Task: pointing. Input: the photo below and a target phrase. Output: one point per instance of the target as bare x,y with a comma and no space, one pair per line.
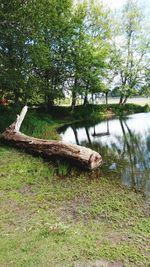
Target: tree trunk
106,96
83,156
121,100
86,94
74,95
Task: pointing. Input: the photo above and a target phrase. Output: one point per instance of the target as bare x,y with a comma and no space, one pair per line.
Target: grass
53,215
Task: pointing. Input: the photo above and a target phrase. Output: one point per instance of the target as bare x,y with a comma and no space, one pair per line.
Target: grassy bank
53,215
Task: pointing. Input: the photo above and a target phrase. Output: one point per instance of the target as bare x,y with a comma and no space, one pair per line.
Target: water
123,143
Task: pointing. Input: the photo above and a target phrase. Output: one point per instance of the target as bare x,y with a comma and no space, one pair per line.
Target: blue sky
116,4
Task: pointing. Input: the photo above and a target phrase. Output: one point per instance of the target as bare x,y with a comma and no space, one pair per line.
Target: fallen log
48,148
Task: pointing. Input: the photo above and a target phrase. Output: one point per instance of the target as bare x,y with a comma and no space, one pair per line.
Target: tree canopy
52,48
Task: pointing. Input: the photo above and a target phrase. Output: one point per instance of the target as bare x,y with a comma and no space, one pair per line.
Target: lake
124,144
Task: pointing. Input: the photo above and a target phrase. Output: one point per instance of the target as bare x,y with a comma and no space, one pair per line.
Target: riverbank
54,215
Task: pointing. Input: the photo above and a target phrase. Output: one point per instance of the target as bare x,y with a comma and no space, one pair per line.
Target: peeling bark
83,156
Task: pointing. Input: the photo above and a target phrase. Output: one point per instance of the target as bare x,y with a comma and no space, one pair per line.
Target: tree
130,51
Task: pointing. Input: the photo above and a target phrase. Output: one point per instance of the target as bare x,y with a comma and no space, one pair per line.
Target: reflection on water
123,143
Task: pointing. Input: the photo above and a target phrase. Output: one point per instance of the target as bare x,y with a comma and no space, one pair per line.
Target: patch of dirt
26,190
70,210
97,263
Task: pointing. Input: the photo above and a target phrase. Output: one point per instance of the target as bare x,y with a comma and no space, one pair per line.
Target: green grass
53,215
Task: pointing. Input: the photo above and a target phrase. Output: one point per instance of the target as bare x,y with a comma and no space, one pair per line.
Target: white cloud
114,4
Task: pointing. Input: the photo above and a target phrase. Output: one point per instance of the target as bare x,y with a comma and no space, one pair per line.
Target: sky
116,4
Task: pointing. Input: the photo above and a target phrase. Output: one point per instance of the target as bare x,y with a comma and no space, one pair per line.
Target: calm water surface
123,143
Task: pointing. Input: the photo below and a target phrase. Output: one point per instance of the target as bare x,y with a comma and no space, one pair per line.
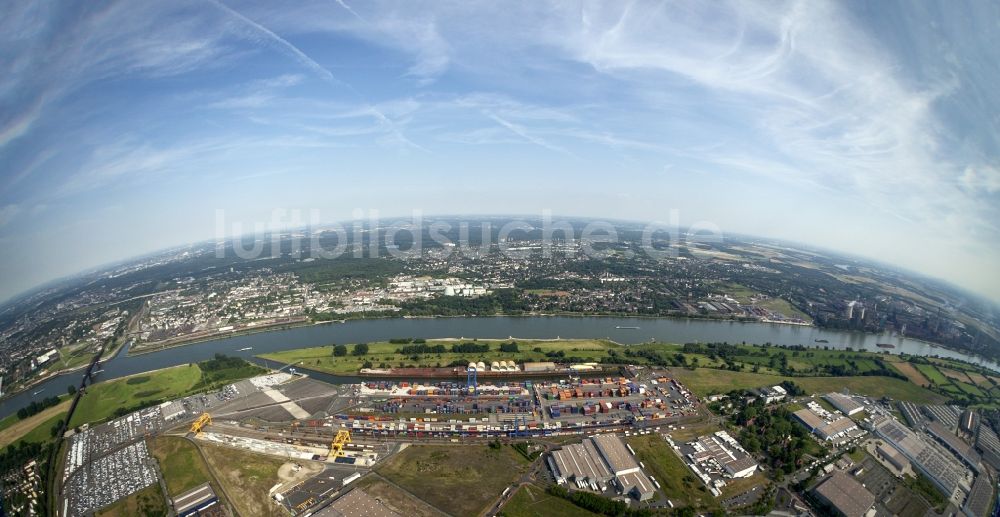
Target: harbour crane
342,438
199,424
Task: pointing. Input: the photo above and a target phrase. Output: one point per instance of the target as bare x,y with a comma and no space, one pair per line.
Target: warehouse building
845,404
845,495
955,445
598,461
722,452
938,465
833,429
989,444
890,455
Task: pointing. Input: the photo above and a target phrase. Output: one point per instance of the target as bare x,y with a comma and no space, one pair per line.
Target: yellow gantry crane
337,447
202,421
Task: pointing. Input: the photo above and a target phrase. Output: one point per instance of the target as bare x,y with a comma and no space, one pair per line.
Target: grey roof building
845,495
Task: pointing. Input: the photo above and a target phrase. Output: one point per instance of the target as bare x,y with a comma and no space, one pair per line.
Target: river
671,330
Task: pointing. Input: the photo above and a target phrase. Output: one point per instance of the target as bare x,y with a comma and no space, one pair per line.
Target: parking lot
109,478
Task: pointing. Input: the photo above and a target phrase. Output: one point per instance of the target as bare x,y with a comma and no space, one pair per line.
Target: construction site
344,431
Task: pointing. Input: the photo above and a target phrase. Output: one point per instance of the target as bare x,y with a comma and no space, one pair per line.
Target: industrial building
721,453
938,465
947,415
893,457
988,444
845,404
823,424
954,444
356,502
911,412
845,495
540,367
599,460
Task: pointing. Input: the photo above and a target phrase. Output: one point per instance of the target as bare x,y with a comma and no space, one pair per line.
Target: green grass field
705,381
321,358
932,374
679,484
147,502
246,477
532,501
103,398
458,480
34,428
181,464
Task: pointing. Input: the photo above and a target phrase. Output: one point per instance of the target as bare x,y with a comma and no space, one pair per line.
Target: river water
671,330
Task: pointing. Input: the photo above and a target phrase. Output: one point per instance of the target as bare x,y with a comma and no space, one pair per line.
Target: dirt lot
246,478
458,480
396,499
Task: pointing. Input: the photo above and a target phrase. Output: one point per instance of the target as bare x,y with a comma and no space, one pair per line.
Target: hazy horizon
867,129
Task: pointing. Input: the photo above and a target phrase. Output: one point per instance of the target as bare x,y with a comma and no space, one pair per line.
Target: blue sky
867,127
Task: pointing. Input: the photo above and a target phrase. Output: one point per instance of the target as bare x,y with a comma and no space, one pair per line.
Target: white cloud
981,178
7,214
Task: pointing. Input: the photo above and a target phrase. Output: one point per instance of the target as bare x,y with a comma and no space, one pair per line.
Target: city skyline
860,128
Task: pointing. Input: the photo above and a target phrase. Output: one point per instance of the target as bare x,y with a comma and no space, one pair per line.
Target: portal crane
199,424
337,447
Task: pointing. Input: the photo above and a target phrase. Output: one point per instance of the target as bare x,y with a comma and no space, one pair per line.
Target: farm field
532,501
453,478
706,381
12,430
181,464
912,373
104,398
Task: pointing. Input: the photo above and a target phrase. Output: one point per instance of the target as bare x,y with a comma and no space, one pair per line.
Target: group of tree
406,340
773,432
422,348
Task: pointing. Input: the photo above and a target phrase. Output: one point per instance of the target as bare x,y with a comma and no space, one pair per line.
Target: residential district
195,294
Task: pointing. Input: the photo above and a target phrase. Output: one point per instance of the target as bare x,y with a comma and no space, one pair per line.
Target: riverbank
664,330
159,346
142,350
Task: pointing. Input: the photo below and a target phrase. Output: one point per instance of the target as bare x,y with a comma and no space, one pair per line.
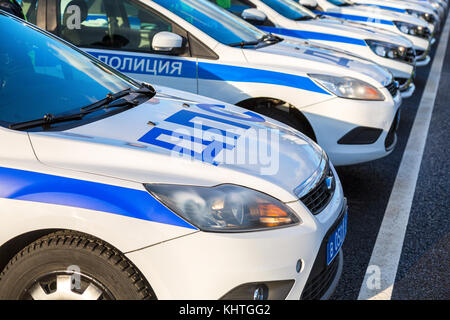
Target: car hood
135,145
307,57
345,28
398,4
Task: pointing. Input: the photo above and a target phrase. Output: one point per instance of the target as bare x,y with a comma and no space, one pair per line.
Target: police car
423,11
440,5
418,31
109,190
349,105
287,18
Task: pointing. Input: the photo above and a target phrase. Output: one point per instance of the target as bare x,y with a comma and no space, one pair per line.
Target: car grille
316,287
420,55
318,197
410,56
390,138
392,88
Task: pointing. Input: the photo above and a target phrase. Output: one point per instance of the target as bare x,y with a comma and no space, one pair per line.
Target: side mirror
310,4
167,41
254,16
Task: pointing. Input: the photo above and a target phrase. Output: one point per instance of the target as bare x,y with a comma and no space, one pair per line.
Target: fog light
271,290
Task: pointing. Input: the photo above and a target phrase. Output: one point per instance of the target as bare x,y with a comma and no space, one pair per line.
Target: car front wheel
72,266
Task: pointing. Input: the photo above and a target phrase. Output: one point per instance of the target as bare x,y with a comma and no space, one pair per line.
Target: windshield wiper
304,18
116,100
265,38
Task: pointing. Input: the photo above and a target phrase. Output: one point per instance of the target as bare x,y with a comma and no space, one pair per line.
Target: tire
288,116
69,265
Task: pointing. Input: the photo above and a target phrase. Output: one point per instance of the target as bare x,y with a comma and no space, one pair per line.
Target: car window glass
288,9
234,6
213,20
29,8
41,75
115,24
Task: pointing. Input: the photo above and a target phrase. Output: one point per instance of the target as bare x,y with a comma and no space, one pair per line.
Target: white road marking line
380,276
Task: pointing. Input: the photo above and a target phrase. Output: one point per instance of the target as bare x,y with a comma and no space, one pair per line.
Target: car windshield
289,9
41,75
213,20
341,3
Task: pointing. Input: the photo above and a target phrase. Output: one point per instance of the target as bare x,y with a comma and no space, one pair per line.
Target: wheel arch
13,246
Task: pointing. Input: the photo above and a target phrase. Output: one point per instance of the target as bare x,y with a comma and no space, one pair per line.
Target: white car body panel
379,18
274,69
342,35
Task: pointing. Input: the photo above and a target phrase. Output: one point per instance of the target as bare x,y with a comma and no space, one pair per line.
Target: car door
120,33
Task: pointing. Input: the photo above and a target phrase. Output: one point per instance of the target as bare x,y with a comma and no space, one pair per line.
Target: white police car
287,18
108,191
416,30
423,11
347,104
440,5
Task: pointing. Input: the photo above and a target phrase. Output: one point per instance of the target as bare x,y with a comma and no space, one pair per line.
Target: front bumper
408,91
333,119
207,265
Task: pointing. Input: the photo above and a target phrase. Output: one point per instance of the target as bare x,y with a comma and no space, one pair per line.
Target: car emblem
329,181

* * *

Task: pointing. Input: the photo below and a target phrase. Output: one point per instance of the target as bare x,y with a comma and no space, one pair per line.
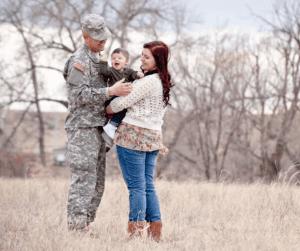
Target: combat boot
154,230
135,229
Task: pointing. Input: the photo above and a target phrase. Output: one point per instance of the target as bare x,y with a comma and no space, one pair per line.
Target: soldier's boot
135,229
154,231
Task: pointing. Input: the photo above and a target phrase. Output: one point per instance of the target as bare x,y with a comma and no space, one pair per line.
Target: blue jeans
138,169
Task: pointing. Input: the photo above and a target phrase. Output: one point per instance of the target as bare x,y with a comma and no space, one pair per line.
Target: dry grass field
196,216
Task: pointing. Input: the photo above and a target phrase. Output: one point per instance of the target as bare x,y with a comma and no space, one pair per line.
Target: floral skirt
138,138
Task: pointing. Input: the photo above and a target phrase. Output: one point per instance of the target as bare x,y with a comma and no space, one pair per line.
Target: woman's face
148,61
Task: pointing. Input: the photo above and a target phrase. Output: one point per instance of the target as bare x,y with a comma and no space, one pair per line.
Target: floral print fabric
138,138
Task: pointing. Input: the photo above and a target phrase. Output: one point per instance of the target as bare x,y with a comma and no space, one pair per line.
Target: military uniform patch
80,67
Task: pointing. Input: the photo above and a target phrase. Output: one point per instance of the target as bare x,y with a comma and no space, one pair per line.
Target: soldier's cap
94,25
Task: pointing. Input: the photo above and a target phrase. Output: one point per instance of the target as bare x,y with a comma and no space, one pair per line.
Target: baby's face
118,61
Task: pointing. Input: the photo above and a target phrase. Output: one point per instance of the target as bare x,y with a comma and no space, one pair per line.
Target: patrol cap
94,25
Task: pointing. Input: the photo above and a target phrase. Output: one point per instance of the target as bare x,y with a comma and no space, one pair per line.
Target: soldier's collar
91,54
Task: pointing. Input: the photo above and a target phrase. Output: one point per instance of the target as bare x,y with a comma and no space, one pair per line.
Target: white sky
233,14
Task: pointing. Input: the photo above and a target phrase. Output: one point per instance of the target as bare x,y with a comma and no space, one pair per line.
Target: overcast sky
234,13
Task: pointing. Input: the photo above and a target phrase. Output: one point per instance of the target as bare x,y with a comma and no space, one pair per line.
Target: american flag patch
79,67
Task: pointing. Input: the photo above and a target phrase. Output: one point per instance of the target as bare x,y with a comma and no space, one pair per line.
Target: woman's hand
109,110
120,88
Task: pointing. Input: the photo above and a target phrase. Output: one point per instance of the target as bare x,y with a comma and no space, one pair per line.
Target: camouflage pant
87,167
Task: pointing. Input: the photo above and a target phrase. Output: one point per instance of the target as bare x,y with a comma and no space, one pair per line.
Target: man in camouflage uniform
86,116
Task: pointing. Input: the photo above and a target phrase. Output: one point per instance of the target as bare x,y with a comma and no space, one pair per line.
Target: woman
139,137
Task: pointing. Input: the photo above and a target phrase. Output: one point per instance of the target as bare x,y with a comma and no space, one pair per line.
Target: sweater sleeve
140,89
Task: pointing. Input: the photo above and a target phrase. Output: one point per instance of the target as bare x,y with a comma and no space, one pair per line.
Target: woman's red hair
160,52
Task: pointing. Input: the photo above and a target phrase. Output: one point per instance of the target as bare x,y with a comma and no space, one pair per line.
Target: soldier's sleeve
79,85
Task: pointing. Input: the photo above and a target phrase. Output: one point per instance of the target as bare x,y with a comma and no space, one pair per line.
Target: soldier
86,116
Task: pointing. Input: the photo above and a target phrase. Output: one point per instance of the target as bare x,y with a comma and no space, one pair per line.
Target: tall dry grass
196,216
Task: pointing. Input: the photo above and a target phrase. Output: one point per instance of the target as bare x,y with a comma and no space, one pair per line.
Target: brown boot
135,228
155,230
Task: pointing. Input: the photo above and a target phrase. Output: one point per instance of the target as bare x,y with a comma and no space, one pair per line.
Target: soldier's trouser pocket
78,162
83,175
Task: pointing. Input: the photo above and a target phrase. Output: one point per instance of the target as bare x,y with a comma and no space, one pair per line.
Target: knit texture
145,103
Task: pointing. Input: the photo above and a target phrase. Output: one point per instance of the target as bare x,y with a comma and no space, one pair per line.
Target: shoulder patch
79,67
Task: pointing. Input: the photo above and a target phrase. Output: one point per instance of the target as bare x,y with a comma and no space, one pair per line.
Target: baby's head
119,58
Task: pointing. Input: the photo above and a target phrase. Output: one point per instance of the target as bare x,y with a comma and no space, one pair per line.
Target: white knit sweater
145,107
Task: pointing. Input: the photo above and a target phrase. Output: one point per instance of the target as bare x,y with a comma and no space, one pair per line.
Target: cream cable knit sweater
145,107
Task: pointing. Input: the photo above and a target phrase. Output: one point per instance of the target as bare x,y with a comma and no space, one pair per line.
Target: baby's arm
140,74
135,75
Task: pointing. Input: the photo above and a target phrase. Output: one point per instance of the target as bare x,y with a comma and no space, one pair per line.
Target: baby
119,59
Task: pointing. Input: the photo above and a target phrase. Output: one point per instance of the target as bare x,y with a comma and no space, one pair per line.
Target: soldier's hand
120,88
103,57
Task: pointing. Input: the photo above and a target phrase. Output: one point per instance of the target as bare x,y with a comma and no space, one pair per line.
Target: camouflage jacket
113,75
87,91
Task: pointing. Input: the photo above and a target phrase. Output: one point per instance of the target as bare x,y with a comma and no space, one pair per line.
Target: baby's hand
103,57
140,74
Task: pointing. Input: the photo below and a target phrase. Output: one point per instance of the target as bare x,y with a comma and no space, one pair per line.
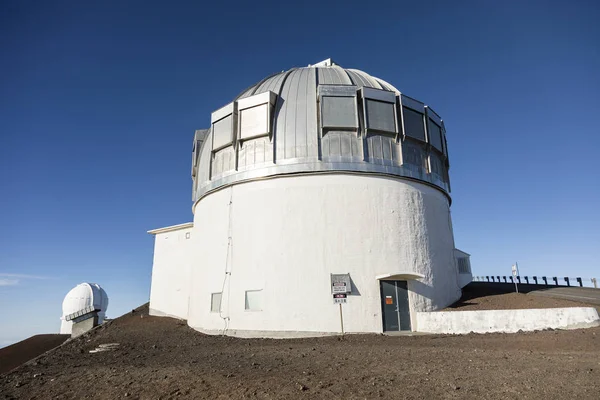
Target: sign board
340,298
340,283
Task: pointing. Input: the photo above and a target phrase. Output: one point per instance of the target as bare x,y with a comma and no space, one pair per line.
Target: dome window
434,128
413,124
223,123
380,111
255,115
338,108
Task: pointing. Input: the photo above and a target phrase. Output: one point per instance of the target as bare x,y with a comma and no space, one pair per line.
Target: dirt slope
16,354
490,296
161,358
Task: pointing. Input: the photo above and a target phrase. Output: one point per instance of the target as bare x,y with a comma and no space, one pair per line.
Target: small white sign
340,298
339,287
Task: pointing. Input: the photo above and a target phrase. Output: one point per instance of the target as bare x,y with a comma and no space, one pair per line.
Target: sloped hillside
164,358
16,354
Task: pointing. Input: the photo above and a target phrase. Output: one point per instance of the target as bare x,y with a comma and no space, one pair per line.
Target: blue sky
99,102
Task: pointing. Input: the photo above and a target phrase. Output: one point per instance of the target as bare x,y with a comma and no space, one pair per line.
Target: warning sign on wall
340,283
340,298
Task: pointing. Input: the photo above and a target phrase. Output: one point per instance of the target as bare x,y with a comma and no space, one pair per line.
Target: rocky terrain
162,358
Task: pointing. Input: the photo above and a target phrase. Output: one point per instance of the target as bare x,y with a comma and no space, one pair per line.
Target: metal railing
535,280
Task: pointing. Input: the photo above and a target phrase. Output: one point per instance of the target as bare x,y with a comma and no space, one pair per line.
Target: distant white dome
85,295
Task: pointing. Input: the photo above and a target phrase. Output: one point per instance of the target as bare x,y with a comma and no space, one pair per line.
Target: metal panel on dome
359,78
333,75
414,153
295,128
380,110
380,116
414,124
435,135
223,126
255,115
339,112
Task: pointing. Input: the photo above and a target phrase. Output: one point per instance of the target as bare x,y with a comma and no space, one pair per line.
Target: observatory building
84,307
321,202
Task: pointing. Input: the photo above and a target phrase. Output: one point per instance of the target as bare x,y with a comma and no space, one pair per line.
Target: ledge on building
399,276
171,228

What is expected: List every line of the data above that contains the string "windshield", copying each one in full. Case counts.

Reply:
Target: windshield wiper
Target: car windshield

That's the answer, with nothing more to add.